BRIEF 1 |
In the excerpt on software enhancement effort estimation, which three techniques make up the stacking ensemble in the second model?
BRIEF 2 |
Continue the excerpt on software enhancement effort estimation, writing on from its final sentence.

SELECTED EXCERPT |

_____

There are relatively few studies that investigated the use of CFS algorithm in the area of software enhancement effort estimation for both individual and ensemble models. Nevertheless, a number of research studies confirmed the effectiveness of CFS algorithm and ML techniques for software effort estimation [41, 44, 44, 45] .

3 Research process

In this paper, we will extend our previous research methodology [6] by setting up two new models using the CFS algorithm to predict software enhancement maintenance effort. The first model is constructed using four selected regression ML techniques (M5P, LinearSVR, GBRegr, and RFR) separately. While, the second model combines three models (LinearSVR, GBRegr, and RFR) that will construct the stacking ensemble method. Finally, we make a comparison of the estimation accuracy of the two mentioned models. We aim to identify whether the use of the CFS algorithm with the stacking ensemble method improves the performance of the estimation model versus the use of the CFS algorithm with the M5P model.

_____

DATA RECORDS |
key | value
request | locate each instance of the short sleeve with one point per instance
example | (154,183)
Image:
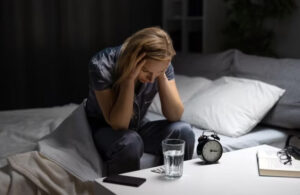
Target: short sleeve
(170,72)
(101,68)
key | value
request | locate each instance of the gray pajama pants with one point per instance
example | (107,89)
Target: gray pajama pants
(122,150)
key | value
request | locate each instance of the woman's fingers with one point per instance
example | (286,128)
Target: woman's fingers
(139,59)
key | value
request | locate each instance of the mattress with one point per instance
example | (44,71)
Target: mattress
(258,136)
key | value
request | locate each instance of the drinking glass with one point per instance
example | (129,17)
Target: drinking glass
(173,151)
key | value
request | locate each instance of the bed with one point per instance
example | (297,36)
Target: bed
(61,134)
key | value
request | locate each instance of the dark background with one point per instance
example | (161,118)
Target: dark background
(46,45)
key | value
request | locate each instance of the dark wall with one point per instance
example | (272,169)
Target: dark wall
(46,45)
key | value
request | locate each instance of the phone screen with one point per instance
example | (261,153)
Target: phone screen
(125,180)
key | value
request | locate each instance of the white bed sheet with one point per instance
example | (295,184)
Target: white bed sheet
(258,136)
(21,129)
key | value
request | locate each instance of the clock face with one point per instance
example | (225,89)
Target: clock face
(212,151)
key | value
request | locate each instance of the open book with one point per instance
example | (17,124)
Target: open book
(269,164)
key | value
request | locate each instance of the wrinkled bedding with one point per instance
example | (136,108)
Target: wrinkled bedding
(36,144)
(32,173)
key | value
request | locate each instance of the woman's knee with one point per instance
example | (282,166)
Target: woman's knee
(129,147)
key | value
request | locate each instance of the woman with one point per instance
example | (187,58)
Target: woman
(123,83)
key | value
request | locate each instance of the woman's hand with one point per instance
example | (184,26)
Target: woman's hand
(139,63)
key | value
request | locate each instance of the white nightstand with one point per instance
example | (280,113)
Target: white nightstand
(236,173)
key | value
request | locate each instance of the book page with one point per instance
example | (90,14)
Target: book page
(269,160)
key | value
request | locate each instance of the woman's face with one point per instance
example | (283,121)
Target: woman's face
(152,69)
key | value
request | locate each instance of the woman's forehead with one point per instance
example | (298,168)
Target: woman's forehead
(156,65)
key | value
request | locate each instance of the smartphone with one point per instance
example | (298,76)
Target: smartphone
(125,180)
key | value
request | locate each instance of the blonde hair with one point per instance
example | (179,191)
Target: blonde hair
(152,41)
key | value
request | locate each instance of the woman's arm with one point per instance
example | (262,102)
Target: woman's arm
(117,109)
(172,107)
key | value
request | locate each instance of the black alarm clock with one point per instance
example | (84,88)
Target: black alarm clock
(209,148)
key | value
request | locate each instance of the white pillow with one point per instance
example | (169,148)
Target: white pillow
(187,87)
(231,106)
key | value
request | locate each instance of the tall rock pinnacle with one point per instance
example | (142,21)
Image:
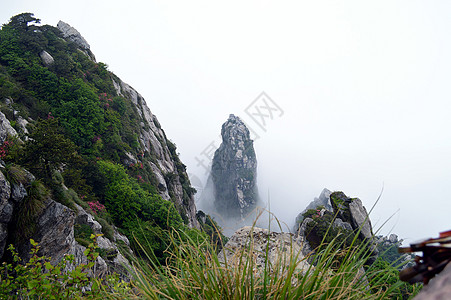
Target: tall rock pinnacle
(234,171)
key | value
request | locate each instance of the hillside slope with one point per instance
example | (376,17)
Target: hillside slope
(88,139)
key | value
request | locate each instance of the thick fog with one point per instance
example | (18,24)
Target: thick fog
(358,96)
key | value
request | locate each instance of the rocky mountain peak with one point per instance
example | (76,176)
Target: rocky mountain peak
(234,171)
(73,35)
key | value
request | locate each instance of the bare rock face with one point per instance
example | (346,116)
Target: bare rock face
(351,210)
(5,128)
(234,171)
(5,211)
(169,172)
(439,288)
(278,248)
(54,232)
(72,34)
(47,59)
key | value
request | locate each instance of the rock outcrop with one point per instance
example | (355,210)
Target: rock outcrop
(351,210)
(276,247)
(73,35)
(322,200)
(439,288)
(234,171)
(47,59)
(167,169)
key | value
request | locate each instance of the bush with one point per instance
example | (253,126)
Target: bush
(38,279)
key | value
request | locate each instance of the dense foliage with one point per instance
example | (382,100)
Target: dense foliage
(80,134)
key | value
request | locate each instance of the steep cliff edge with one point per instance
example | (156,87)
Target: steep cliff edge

_____

ANSWER 1 |
LinearSVR, GBRegr, and RFR.

ANSWER 2 |
Fig. 1
figure 1

Research method design

3.1 Data preprocessing

The dataset used for training and testing the estimation model is obtained from the ISBSG Release 12 [18]. The ISBSG dataset is widely used for software project estimation [47]. It includes new, enhanced, and re-develop software projects. It has been extensively reviewed for its applicability to building effort estimation models, including the effects of outliers and missing values [48]. The effort expended on the support activities is reported in person-hours. We selected the data regarding “enhancement” as the “development type” where the “count approach” was the COSMIC Functional size measurement method. In addition, we consider only data with soundness and a high level of integrity (i.e., records having “Data Quality Rating” of “A” or “B”). To exclude trivial projects, the following filters were applied:

  • Normalized work effort (full life cycle effort for project) equal to or greater than 80 person/hours.

  • Development types other than enhancement were excluded.

Table 2 lists the data fields, the corresponding values selected in this study, the discarded values, and the number of projects. After the preprocessing phase, we selected a total of 17 attributes.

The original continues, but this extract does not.